GIVEN INSTRUCTION: Copy the lines below verbatim, but only from the line containing "stone block, place" through the end of the data.

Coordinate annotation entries
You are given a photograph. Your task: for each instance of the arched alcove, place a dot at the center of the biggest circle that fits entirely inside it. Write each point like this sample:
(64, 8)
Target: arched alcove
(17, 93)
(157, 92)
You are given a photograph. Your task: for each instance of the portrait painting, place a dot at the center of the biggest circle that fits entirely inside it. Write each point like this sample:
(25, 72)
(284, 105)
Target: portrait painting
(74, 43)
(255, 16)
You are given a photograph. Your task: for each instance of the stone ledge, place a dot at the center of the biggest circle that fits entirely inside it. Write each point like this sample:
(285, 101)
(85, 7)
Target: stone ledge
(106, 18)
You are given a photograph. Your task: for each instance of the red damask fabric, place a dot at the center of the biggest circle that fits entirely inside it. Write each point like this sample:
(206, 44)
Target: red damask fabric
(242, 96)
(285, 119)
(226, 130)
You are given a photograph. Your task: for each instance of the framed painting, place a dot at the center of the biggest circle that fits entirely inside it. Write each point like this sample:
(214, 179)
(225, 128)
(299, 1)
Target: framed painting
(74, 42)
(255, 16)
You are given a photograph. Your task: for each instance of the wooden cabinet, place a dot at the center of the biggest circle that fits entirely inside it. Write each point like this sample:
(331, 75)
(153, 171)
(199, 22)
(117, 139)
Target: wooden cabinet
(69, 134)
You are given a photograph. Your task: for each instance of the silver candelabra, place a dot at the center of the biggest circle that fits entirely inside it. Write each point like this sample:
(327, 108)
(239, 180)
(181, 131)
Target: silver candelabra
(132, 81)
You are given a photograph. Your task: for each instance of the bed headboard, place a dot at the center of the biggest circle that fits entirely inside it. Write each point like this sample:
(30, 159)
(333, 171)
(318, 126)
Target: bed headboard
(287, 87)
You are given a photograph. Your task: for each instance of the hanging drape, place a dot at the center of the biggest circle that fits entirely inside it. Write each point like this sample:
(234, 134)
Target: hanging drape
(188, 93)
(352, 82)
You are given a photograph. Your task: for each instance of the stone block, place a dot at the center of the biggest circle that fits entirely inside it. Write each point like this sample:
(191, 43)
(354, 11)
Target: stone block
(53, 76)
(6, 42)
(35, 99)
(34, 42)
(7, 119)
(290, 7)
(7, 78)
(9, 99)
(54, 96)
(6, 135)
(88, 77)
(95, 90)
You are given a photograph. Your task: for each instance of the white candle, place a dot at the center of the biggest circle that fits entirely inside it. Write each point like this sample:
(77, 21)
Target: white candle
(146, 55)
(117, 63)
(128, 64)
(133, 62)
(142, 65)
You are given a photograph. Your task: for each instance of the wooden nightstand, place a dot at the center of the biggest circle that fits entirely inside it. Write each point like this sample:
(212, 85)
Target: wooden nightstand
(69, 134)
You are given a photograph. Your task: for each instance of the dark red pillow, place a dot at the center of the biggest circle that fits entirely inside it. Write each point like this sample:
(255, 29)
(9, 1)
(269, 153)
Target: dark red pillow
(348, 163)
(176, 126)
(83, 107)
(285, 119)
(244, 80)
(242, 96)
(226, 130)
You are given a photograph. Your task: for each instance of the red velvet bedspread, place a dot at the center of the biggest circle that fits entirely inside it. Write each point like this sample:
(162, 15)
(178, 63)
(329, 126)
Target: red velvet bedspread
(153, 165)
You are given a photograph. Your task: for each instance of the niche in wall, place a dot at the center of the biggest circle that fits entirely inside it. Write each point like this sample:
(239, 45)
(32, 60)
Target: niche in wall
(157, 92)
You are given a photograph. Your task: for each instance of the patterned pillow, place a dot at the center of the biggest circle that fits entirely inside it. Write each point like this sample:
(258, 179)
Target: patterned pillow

EXERCISE SOLUTION:
You are given a photograph. Your task: for each instance of the stone block, place a dot at the center of the biggest circle that fits entirely inside it. Write each point like this sample:
(191, 43)
(354, 11)
Target: stone block
(53, 76)
(6, 42)
(35, 99)
(34, 42)
(7, 119)
(290, 7)
(7, 78)
(9, 99)
(54, 96)
(6, 135)
(88, 77)
(95, 90)
You are given a photograph. Your task: for each instance of the white candle, place a dot at the center of the biggest circle that fits entirely inside it. Write each point like this sample:
(77, 21)
Target: white candle
(146, 55)
(117, 63)
(128, 64)
(133, 62)
(142, 65)
You are given a photograph. Your task: for each instance of the wooden nightstand, place a dot at the center of the biggest circle that fits entirely inside it. Write each point like this sample:
(212, 85)
Target: wooden nightstand
(69, 134)
You are given a photograph. Your task: for each instance of the dark red pillow, place a dot at the center of the biggest circle that fits entirely inside it. Write each point like this sample:
(255, 29)
(9, 1)
(269, 153)
Target: dark red pillow
(348, 163)
(176, 126)
(83, 107)
(285, 119)
(244, 80)
(242, 96)
(226, 130)
You are given a photograph. Your task: for each instance of the red velvet bedspread, place a dot at the center of the biggest circle that fits entirely inside it. Write each point like this sample:
(162, 15)
(178, 63)
(329, 126)
Target: red velvet bedspread
(153, 165)
You are given a photograph. Your task: for each instance of the niche in wall, place a dot at the center of the biggest circle that fits entirely inside it. Write each point like this sample:
(239, 45)
(32, 60)
Target: niche in wall
(157, 92)
You are given a photograph. Your task: for each instance of the patterned pillow, place a dot at the center of the biggest circle that fits entirely inside it. Write each point like this sample:
(258, 179)
Target: patterned pillow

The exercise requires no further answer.